▸ **GOAL**
Pictures stay out of the copy; output exactly the lines from the one containing "Target: fluorescent light" through the end of the material.

#### RECORDS SHOWN ####

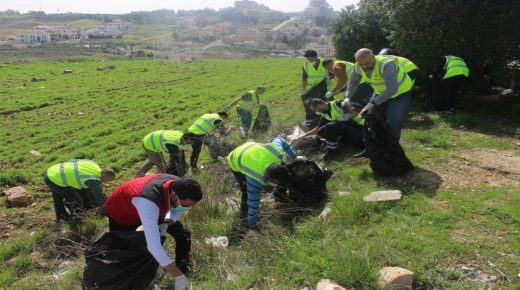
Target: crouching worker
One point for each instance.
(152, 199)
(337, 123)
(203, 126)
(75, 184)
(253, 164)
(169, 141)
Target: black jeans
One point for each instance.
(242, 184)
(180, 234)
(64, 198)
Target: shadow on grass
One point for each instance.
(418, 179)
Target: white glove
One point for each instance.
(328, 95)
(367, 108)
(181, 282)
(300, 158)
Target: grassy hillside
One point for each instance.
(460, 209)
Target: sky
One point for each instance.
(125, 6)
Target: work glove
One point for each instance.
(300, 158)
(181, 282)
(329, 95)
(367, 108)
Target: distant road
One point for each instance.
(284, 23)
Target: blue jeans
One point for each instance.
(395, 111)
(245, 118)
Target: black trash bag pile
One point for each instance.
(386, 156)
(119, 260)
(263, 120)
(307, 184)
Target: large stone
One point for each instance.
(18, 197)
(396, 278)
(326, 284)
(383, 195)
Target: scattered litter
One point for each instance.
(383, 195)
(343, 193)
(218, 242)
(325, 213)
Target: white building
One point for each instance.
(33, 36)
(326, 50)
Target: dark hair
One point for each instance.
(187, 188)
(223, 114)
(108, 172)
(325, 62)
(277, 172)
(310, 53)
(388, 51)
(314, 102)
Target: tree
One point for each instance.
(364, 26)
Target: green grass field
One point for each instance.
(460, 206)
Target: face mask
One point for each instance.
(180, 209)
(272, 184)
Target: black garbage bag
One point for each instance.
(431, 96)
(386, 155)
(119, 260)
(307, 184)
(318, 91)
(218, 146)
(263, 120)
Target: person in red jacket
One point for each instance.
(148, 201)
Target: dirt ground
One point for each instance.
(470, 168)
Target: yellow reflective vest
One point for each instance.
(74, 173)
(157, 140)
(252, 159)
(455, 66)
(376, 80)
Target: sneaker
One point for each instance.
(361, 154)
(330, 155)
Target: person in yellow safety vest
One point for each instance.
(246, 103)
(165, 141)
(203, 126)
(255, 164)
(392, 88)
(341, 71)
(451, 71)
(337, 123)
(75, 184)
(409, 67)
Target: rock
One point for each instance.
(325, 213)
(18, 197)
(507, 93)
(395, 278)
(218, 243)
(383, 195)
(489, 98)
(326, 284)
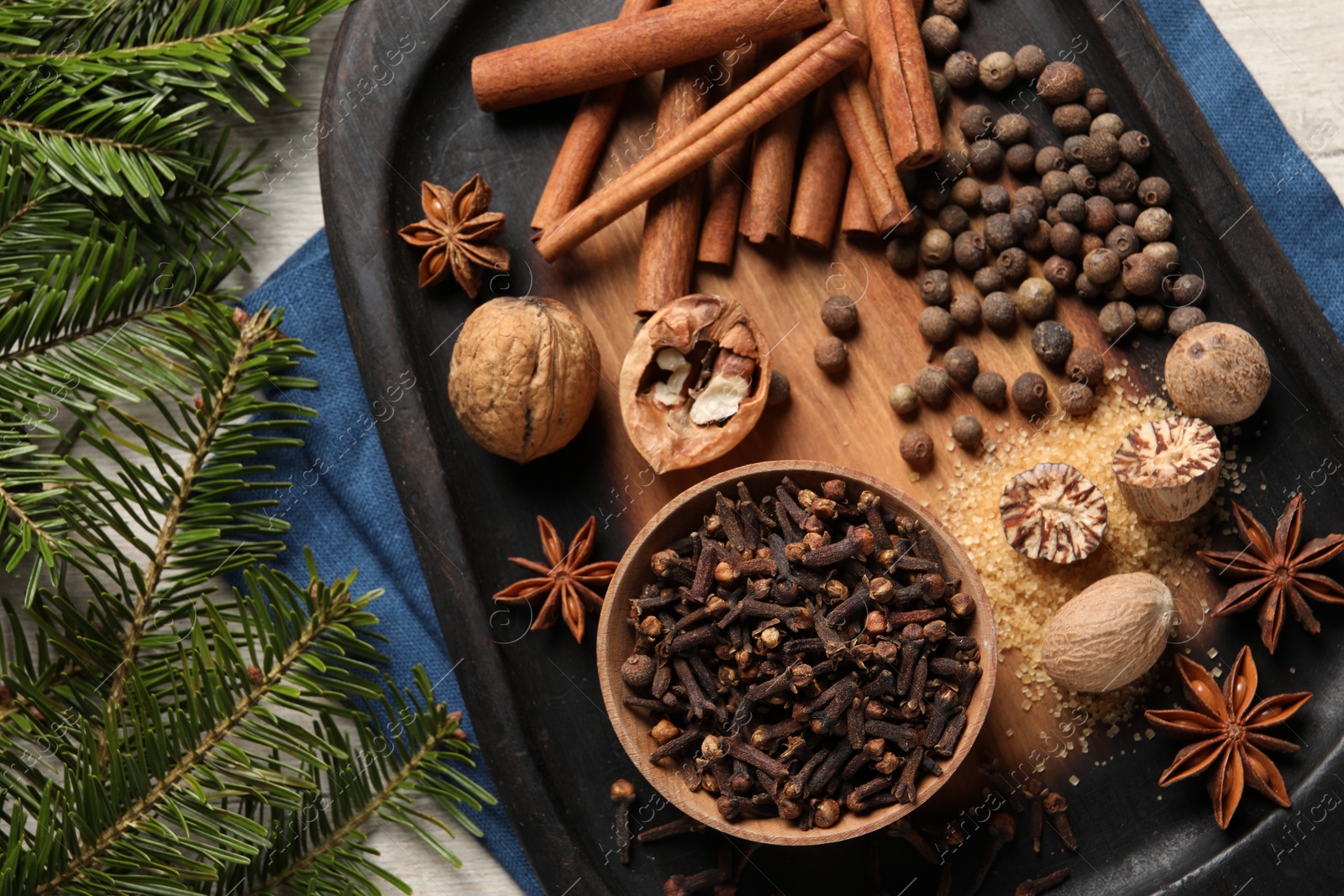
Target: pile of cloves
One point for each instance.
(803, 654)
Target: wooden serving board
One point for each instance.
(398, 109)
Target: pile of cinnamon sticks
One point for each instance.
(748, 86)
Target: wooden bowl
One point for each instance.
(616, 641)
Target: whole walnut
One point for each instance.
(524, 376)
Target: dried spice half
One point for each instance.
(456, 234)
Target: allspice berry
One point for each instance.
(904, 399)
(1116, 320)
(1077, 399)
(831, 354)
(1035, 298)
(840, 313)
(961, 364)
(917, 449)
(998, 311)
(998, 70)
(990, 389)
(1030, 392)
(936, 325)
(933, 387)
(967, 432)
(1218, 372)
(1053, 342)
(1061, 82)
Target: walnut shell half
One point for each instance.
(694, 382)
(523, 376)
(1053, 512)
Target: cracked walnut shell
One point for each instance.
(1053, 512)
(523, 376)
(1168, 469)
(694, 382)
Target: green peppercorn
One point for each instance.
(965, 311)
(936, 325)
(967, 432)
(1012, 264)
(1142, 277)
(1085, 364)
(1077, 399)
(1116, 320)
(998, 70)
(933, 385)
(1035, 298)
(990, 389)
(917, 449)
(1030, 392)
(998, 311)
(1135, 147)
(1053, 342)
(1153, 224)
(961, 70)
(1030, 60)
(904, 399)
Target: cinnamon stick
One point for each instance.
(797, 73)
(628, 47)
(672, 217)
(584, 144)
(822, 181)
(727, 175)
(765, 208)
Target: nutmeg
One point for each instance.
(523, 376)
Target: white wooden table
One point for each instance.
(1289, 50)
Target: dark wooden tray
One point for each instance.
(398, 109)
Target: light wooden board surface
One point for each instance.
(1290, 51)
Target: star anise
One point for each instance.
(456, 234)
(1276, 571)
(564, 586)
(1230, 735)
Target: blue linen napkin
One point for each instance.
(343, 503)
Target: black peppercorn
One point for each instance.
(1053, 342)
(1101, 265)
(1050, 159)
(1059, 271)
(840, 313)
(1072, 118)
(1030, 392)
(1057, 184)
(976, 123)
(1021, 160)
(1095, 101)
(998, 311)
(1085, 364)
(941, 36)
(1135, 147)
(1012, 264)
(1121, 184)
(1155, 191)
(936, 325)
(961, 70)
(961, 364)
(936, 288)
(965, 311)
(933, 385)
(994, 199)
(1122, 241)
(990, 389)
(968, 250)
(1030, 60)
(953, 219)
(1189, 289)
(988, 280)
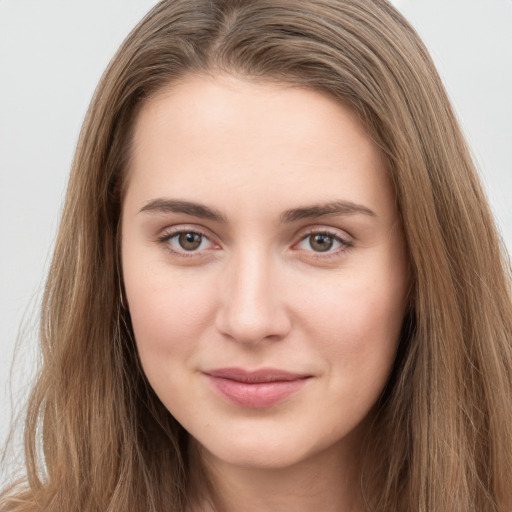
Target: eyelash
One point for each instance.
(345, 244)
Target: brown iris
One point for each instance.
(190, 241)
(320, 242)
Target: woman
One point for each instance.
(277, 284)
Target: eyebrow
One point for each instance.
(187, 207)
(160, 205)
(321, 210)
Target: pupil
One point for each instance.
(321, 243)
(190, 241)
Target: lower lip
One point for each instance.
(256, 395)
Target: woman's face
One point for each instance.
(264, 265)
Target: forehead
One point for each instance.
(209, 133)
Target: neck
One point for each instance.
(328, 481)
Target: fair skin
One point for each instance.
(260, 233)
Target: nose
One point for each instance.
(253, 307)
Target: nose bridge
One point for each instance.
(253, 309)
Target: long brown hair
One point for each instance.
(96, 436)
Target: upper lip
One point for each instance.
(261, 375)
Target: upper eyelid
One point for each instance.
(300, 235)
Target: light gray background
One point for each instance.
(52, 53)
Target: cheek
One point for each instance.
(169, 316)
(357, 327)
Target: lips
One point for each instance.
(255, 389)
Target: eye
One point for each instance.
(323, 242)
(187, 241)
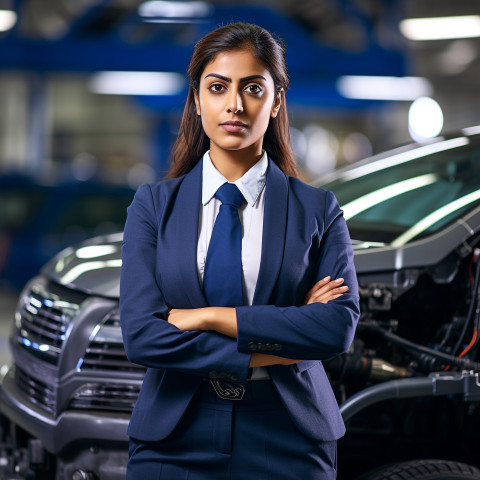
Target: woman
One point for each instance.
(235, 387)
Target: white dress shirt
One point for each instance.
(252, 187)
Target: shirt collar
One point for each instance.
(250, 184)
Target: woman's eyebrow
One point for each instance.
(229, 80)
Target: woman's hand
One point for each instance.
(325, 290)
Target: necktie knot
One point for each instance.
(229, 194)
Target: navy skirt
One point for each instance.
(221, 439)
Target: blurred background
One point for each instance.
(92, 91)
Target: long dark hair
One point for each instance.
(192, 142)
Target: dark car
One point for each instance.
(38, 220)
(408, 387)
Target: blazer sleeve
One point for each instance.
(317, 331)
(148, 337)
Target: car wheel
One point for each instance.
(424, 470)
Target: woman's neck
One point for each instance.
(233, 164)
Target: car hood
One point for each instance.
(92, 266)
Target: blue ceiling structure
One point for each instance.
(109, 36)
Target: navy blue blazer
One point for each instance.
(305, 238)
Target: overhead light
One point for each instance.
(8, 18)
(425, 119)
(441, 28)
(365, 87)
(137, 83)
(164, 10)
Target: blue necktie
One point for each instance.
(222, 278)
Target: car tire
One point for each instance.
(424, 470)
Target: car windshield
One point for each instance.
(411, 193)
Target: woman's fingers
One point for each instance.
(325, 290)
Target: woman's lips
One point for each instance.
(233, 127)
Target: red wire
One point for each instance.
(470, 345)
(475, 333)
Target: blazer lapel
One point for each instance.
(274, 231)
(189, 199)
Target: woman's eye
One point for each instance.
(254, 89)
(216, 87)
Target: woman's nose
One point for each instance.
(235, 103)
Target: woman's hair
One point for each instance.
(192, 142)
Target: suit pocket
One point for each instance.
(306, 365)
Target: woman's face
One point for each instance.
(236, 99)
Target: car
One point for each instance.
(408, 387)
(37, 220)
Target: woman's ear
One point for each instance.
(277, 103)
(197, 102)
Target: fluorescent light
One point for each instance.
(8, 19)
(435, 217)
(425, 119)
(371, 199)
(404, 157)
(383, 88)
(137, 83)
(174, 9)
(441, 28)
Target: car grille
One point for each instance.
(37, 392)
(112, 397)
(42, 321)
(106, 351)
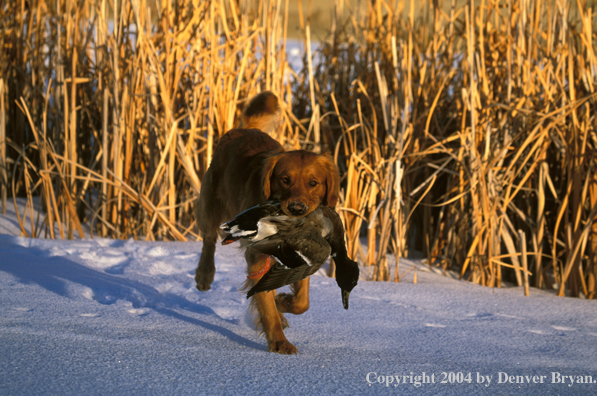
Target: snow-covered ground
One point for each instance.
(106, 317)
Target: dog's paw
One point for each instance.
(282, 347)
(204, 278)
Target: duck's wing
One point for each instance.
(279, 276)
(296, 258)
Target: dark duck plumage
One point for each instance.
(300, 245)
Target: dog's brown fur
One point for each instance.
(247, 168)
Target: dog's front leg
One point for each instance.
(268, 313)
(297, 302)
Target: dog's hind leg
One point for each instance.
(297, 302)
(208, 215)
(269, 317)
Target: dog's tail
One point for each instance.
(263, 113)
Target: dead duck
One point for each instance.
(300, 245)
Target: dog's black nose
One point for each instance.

####

▸ **TASK RESPONSE**
Target: fluorescent light
One point for each instance.
(8, 19)
(435, 217)
(425, 119)
(371, 199)
(404, 157)
(383, 88)
(137, 83)
(174, 9)
(441, 28)
Target: car grille
One point for each instance.
(37, 392)
(112, 397)
(42, 321)
(106, 351)
Target: snow-covered ground
One point for each instance.
(106, 317)
Target: dog's paw
One point for each instance.
(282, 347)
(204, 278)
Target: duck's wing
One point for each instance.
(279, 276)
(296, 258)
Target: dark duck plumage
One point for each instance.
(300, 245)
Target: dog's brown fur
One point for each instance.
(247, 168)
Target: dog's front leg
One point for each instance.
(268, 313)
(297, 302)
Target: dog's hind leg
One point for each instance.
(297, 302)
(208, 215)
(269, 317)
Target: dog's tail
One point for each instance.
(263, 113)
Target: dead duck
One point for each instance.
(300, 245)
Target: dog's black nose
One point for each instance.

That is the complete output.